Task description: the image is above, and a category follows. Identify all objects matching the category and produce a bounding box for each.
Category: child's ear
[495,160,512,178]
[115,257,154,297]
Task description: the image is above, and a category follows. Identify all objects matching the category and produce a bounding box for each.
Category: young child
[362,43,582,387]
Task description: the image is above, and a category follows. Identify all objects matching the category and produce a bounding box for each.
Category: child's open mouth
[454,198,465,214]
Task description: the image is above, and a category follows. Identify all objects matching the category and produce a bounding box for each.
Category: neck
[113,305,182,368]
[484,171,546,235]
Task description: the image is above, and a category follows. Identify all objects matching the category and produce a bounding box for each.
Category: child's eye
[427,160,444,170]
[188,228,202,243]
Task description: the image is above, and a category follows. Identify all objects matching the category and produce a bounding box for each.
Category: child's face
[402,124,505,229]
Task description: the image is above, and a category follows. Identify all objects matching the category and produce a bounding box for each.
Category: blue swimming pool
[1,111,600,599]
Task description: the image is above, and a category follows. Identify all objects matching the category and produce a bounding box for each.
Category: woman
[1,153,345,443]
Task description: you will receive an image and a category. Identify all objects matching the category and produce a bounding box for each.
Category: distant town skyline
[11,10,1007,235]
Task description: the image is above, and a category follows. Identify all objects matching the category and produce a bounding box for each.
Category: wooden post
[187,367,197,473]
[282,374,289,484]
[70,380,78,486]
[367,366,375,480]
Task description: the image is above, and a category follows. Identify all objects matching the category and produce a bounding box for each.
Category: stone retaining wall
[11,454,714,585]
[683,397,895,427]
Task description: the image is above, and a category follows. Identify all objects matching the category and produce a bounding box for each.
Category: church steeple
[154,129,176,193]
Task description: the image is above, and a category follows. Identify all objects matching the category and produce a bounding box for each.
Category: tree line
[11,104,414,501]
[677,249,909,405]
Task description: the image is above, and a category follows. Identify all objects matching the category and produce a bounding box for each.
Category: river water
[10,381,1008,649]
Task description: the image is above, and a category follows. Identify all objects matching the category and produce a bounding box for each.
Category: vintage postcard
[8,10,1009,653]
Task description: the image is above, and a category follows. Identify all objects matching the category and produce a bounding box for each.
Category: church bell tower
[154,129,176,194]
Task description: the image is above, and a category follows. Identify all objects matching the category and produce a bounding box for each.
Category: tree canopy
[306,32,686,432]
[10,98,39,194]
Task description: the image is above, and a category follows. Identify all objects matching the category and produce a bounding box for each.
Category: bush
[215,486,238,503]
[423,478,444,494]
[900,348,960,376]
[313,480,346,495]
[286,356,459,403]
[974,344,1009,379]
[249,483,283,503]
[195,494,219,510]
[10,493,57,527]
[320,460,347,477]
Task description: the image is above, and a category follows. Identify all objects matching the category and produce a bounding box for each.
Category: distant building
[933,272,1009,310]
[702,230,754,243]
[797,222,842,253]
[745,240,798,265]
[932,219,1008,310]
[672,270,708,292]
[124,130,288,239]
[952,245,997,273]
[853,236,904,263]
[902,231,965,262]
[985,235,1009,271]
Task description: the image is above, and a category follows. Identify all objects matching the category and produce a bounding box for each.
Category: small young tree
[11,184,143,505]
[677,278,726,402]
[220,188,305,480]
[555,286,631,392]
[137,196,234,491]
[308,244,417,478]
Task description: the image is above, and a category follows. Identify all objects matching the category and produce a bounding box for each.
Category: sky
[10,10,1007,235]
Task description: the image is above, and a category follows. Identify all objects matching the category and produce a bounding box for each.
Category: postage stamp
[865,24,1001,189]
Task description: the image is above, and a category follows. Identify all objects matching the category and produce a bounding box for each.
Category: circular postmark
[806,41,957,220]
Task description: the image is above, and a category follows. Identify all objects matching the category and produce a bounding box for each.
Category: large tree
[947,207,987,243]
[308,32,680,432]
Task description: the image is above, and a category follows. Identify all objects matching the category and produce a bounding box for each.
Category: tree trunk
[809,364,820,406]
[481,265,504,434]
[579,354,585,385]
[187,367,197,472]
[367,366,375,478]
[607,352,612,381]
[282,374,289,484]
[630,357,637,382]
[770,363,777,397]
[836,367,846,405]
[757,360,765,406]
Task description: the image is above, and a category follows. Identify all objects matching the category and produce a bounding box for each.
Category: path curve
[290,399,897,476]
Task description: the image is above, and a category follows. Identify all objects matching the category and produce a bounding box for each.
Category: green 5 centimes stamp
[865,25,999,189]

====

What is required:
Could you reproduce all of the entries above exactly?

Task answer:
Task description: the image is above, and a category follows. Identify all objects matching the category and produce a bounding box for each.
Category: child's ear
[495,160,512,178]
[115,257,154,297]
Task description: the image is above, and a category follows. Identify all objects matching the category and produce a bounding box for each.
Category: young child
[362,43,582,387]
Task description: the image is above, and a category follows. Identify all objects matching the category and produce a bounding box for each.
Category: child's open mouth
[454,198,465,214]
Task description: the image is above, and a category follows. Identify all objects matching the category and produce a bounding box for each.
Category: neck
[113,305,182,368]
[484,171,546,235]
Task description: the image is above, and a category follows. Identify all objects matching the category and produce a bounding box for each.
Category: child's eye
[427,160,444,170]
[188,228,202,243]
Task description: the image is above, and a category follows. Identify all objects matching the category and produce a bounding box for each.
Category: child's face
[402,124,505,229]
Task description: the image is above, and a category follows. Identify all objects matching the category and produce a bounding box for each.
Category: blue swimming pool
[1,111,600,599]
Task description: the image is above, and a category follows. Identify all objects matching the category and produce a bounding box for each.
Category: woman
[1,153,345,443]
Task description: you will receive an image and a category. Identify all objects matching the category and produce a bounding box for each.
Category: distant town skyline
[11,10,1007,235]
Task description: the image is above, and a category follows. Identify all objects matching the category and produce a bounding box for each.
Category: wooden post
[187,367,197,473]
[282,374,289,484]
[70,380,78,486]
[367,366,375,480]
Task description: the image is above, and a category follows. Identify all objects matching the category and produce a bounding box for each.
Category: stone retaining wall
[11,454,714,585]
[683,397,895,427]
Task description: the image is above, and a category follows. Identify all objects matching the category and produce a bounding box for each.
Category: church steeple
[154,129,176,193]
Task description: the image is above, and a category follows. Identify all objects matching the category and produce a bounding box for each.
Category: tree line
[11,104,414,501]
[677,249,909,405]
Task description: the image is above, and a category follows. Identify all objects matching the category and produce a bounding box for each.
Category: river water
[10,381,1008,649]
Task description: the image is above, and a category follows. Identify all objects matching the category and produce a bounding box for each.
Category: vintage postcard
[8,10,1009,653]
Task description: the image is above, and a category follows. Identify all objects matching the category and produce a bounding box for each.
Category: church bell tower
[154,129,176,194]
Task description: the image is above, and a category follows. Identify all objects matching the category and produce a bounding box for each.
Category: tree canopy
[306,32,686,432]
[10,98,39,194]
Task description: the image is above, and a category follows. Identify all objects matching the category and produce a bounding box for each.
Category: bush
[215,486,238,503]
[423,478,444,494]
[900,348,960,376]
[313,480,346,495]
[286,356,459,403]
[974,344,1009,379]
[249,483,283,503]
[195,494,219,510]
[10,493,57,527]
[320,460,347,477]
Task description: the image is above, and a category follows. Identify all objects matching the category and produce a bounding box for each.
Category: distant building
[933,272,1009,310]
[702,230,754,243]
[797,222,842,253]
[745,240,798,265]
[932,219,1008,310]
[672,270,708,292]
[124,130,288,239]
[952,245,997,273]
[853,236,904,263]
[902,231,965,262]
[985,235,1009,271]
Task description: the image is above, and a category follows. Identify all objects matching the category and produce a bounding box for each.
Category: small young tree
[11,184,143,505]
[677,278,726,402]
[220,188,305,480]
[555,286,631,392]
[137,196,234,491]
[308,244,417,478]
Task description: the image is above, and a category follows. Identify all objects matching the category and produce a bounding box for each.
Category: sky
[10,10,1007,235]
Task description: the image is above, and a category follows. Identify all objects matching the category and produce a bounding box for each.
Category: postage stamp
[865,24,1001,189]
Task description: the image is above, and a category follows. Identify all objects matching the category and produce a bounding box for each.
Category: circular postmark
[806,41,957,220]
Task description: the image is above, and a category follows. Identify all objects matching the category and produce a bounding box for each.
Category: large tree
[947,207,987,243]
[308,32,680,432]
Task description: the image is above, and a category follows. Identify all objects matching the category and produce a bounding box for each.
Category: tree trunk
[809,364,820,406]
[481,265,504,434]
[579,354,585,385]
[187,367,197,472]
[367,366,375,478]
[607,352,612,381]
[282,374,289,484]
[630,357,637,382]
[770,363,777,397]
[836,367,846,405]
[757,360,765,406]
Task description: the image is above, and a category follows. Identify all objects matching the category and produce a bounding box for each.
Category: path curve
[290,399,897,476]
Task description: the image is above, and a category follows. Identify all objects matching the category and produce a bounding box for each.
Category: green 5 centimes stamp
[865,25,999,189]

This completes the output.